SOURCE DATA START

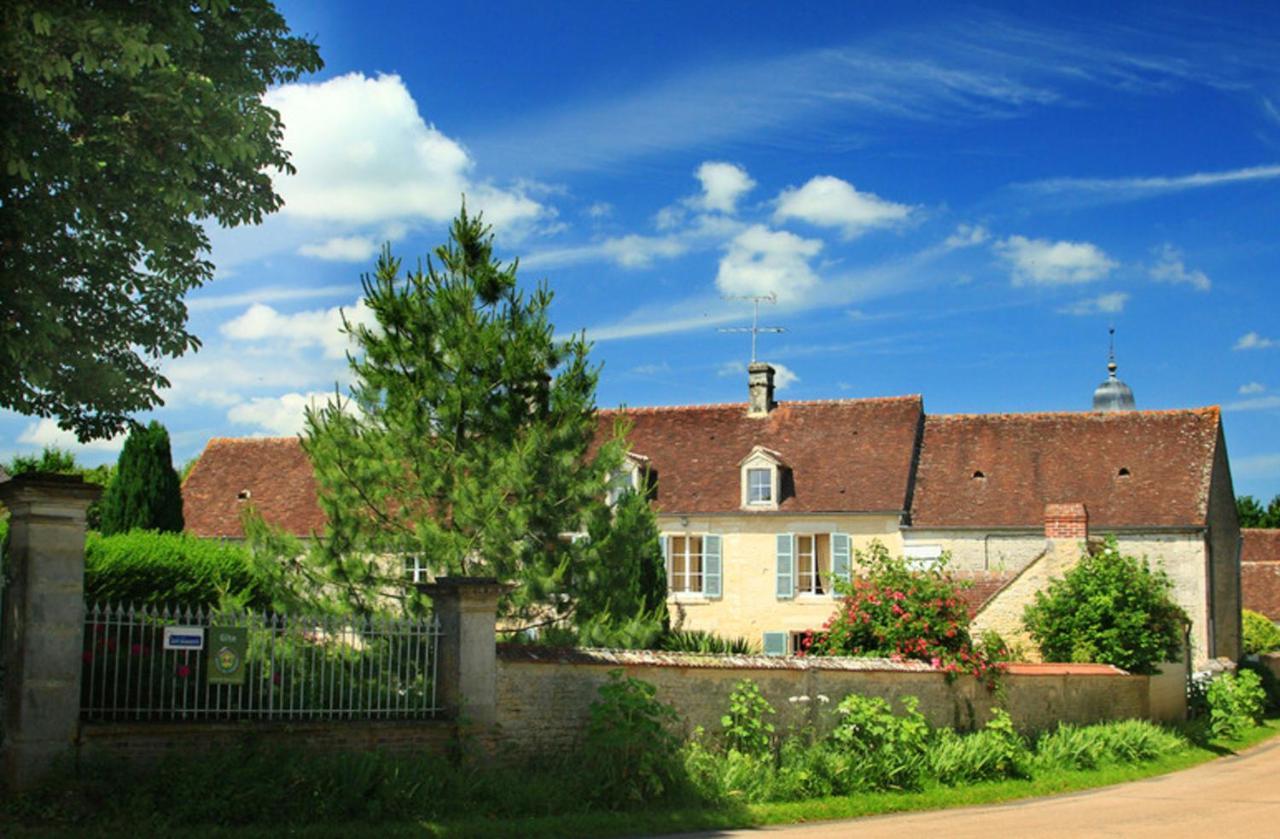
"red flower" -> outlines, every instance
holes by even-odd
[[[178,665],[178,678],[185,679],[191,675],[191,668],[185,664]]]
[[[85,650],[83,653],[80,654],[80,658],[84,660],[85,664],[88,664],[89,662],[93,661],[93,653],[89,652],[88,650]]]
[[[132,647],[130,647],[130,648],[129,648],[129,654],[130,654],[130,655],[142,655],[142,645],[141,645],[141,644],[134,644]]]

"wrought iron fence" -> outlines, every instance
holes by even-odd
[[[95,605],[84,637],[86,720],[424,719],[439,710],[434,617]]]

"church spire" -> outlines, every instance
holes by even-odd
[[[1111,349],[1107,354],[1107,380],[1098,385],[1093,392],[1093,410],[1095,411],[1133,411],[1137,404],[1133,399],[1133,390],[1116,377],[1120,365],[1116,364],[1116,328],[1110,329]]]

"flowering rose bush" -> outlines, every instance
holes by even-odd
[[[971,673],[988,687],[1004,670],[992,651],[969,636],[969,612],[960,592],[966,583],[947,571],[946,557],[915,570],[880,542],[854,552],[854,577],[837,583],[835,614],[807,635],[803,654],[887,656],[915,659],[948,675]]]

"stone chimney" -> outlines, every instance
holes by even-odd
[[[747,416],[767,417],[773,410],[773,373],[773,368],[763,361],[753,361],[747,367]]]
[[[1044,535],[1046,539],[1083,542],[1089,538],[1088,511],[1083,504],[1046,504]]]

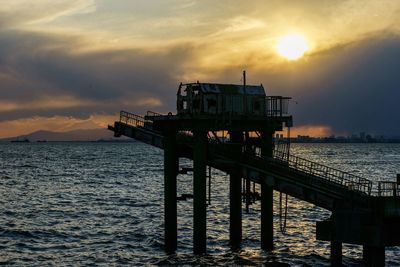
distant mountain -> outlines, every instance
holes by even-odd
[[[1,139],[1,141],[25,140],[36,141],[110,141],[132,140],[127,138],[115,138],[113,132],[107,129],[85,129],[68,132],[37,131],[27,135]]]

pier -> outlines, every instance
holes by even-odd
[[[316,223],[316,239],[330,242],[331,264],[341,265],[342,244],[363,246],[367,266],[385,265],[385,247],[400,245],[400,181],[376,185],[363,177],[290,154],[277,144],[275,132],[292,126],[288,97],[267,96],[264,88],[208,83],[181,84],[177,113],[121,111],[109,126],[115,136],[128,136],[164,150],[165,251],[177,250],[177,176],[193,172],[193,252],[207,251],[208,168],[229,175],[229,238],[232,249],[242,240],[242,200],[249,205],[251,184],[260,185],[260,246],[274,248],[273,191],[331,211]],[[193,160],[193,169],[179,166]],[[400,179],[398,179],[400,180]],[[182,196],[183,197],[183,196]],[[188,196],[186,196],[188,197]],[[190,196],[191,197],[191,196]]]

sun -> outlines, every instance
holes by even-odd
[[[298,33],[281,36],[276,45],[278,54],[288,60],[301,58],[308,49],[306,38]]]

SOURCE DATA END

THE TASK: Each entry is to be returned as it stands, and each picture is to be left out.

ANSWER TO THIS PROBLEM:
"red flower" -> outlines, every instance
holes by even-odd
[[[178,665],[178,678],[185,679],[191,675],[191,668],[185,664]]]
[[[85,650],[83,653],[80,654],[80,658],[84,660],[85,664],[88,664],[89,662],[93,661],[93,653],[89,652],[88,650]]]
[[[132,647],[130,647],[130,648],[129,648],[129,654],[130,654],[130,655],[142,655],[142,645],[141,645],[141,644],[134,644]]]

"wrought iron fence" -> outlines, every instance
holes by even-odd
[[[95,605],[84,637],[86,720],[424,719],[439,710],[434,617]]]

"church spire" -> outlines, every instance
holes by even-odd
[[[1111,349],[1107,354],[1107,380],[1098,385],[1093,392],[1093,410],[1095,411],[1133,411],[1137,404],[1133,399],[1133,390],[1116,377],[1120,365],[1116,364],[1116,328],[1110,329]]]

"flowering rose bush" -> outlines, every instance
holes by even-odd
[[[971,673],[988,687],[1004,670],[992,651],[969,636],[969,612],[960,592],[966,583],[947,571],[946,557],[915,570],[880,542],[854,552],[854,577],[837,583],[835,614],[807,635],[803,654],[887,656],[915,659],[948,675]]]

"stone chimney" -> outlines, every instance
holes by even-odd
[[[747,416],[767,417],[773,410],[773,373],[773,368],[763,361],[753,361],[747,367]]]
[[[1044,535],[1046,539],[1083,542],[1089,538],[1088,511],[1083,504],[1046,504]]]

distant mountain -> outlines, every instance
holes by even-odd
[[[1,139],[1,141],[25,140],[36,141],[110,141],[132,140],[127,138],[115,138],[113,132],[107,129],[85,129],[68,132],[37,131],[27,135]]]

pier -> outlines, every instance
holes by even-odd
[[[316,223],[316,239],[330,242],[331,264],[341,265],[342,244],[363,246],[367,266],[385,265],[385,247],[400,245],[400,181],[376,185],[363,177],[290,154],[277,144],[275,132],[292,126],[288,97],[267,96],[264,88],[208,83],[181,84],[177,113],[121,111],[109,126],[115,136],[128,136],[164,150],[165,251],[177,250],[177,176],[193,172],[193,252],[207,251],[208,168],[229,175],[229,238],[232,249],[242,240],[242,200],[249,205],[251,184],[260,185],[260,246],[274,248],[273,191],[331,211]],[[193,160],[193,169],[179,166]],[[400,179],[398,179],[400,180]],[[182,196],[183,197],[183,196]],[[188,196],[186,196],[188,197]],[[190,196],[191,197],[191,196]]]

sun -> outlines, every instance
holes by even-odd
[[[298,33],[281,36],[276,45],[278,54],[288,60],[301,58],[308,49],[306,38]]]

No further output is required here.